-- RECORDS follows --

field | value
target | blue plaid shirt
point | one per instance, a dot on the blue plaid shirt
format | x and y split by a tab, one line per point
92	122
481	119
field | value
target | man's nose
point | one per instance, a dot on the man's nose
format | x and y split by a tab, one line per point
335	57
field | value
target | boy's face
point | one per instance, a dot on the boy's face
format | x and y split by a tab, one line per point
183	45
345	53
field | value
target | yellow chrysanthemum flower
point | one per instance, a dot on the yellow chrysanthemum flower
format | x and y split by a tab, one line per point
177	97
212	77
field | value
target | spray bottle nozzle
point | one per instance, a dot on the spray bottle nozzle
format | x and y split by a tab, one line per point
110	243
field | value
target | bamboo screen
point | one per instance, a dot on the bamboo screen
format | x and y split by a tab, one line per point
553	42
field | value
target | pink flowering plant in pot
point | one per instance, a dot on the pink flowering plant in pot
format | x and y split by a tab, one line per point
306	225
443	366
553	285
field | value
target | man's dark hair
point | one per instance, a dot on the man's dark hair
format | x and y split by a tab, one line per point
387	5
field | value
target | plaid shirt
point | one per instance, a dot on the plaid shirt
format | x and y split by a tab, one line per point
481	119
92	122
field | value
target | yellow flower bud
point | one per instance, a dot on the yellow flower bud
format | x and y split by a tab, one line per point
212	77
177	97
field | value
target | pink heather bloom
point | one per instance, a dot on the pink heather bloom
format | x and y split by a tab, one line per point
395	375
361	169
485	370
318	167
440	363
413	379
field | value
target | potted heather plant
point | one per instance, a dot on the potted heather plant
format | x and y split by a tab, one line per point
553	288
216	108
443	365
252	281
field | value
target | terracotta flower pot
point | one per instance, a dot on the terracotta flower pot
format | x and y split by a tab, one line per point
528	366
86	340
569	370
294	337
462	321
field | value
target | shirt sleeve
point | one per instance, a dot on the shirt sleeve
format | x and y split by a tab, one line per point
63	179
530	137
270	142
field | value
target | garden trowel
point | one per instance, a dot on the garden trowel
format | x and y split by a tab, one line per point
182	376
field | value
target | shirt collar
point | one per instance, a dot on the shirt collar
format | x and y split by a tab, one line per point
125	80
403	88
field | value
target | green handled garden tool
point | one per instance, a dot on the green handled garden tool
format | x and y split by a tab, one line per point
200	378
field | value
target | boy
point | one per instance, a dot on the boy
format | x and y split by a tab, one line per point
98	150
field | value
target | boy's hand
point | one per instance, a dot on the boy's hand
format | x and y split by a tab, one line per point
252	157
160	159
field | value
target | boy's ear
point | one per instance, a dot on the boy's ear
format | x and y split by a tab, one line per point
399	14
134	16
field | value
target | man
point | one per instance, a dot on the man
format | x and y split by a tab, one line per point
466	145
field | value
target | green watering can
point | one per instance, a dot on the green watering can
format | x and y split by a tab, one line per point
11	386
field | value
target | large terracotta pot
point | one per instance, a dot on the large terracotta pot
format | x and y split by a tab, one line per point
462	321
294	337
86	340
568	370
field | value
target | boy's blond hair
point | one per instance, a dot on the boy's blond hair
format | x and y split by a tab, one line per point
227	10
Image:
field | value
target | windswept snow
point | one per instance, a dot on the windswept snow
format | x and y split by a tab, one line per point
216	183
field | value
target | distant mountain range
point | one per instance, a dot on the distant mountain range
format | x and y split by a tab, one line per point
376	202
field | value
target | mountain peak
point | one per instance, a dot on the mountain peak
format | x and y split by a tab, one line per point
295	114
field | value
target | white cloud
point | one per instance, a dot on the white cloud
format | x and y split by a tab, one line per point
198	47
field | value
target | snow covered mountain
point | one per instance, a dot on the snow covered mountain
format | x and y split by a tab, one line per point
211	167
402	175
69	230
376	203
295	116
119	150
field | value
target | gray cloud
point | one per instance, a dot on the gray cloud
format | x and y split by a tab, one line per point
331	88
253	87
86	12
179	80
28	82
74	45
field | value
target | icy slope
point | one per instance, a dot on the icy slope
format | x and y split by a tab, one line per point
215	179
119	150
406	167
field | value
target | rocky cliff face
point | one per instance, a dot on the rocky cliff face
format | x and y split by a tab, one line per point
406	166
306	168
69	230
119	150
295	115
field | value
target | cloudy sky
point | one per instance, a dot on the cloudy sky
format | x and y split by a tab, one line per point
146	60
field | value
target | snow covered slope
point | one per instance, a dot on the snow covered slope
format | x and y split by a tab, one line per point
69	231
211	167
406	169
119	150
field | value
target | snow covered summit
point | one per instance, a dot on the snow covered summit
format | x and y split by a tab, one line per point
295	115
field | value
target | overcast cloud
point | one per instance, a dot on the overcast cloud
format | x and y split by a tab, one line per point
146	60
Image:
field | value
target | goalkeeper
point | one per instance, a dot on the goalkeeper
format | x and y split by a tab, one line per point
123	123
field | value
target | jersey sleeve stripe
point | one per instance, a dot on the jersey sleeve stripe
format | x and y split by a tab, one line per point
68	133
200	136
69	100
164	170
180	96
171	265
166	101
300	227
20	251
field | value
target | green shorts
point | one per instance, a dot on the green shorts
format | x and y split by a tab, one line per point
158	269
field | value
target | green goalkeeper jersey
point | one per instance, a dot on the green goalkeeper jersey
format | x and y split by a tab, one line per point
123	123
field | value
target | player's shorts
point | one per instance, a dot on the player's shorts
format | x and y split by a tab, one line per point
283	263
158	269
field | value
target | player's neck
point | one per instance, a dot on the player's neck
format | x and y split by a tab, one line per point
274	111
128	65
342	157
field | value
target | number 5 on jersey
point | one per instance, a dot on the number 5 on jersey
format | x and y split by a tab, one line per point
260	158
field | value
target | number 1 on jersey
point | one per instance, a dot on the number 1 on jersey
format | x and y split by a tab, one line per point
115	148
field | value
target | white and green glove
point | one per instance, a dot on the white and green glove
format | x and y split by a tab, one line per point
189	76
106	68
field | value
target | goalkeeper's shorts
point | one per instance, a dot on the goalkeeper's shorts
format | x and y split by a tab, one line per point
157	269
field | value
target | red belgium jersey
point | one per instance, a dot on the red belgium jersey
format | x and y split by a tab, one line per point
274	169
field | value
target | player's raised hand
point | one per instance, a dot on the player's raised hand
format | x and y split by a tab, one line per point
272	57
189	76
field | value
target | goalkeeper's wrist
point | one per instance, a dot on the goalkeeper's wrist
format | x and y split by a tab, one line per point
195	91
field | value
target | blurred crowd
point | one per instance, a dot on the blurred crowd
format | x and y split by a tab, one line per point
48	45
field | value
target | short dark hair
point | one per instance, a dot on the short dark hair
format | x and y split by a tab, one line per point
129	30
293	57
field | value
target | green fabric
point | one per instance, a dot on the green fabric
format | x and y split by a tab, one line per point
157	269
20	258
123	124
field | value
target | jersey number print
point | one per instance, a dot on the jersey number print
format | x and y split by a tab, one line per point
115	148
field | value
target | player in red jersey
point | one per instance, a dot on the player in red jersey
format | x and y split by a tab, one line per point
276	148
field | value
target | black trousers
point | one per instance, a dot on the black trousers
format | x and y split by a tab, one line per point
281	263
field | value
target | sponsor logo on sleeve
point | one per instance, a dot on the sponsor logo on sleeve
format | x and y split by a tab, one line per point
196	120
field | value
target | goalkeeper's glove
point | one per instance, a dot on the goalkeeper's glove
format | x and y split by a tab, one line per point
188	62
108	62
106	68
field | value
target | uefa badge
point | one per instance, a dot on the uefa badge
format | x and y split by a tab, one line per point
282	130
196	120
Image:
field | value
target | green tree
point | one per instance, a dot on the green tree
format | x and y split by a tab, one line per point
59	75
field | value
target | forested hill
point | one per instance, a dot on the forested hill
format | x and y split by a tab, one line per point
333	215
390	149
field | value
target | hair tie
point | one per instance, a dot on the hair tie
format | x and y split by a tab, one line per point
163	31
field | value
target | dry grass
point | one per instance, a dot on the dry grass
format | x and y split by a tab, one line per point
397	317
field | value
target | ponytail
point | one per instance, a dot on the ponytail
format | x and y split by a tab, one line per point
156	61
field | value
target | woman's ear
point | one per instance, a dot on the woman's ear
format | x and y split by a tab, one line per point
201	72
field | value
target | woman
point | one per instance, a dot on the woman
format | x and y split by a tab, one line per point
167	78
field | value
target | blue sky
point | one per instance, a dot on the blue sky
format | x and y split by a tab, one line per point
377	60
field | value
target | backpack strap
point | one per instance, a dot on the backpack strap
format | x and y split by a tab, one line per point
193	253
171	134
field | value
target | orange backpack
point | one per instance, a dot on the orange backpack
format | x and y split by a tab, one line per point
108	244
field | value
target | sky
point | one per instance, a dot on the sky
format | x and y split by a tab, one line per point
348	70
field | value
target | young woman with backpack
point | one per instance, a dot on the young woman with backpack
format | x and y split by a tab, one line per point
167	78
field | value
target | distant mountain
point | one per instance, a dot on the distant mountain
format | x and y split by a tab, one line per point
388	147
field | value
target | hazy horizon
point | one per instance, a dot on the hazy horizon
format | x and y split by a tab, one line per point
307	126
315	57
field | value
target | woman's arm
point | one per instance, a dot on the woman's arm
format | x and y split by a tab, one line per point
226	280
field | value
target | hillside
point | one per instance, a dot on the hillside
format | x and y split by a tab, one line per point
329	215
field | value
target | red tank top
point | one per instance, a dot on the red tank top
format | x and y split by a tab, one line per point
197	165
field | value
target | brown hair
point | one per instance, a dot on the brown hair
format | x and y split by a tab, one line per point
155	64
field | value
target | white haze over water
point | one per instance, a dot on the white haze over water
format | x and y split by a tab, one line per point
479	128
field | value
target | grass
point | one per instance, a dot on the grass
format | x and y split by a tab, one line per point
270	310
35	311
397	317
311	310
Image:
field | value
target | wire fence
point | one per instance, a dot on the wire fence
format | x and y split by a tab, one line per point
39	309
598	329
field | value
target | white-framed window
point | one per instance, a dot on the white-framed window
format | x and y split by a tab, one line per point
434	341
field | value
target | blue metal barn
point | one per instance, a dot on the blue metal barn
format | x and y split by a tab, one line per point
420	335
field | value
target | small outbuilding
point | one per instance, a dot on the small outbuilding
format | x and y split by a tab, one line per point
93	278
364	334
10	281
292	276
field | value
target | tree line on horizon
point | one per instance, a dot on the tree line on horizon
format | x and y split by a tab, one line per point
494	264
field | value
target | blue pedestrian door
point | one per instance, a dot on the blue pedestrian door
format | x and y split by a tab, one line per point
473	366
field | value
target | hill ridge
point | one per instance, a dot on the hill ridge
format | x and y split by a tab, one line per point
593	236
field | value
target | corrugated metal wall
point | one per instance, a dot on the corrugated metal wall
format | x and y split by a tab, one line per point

-- RECORDS concluded --

EXERCISE AIM
Show each line of the listing that holds the string "terracotta".

SOLUTION TO THE EXERCISE
target | terracotta flower pot
point | one per instance, a dot on the terracotta flower pot
target | large terracotta pot
point | one per instance, a dot on the large terracotta pot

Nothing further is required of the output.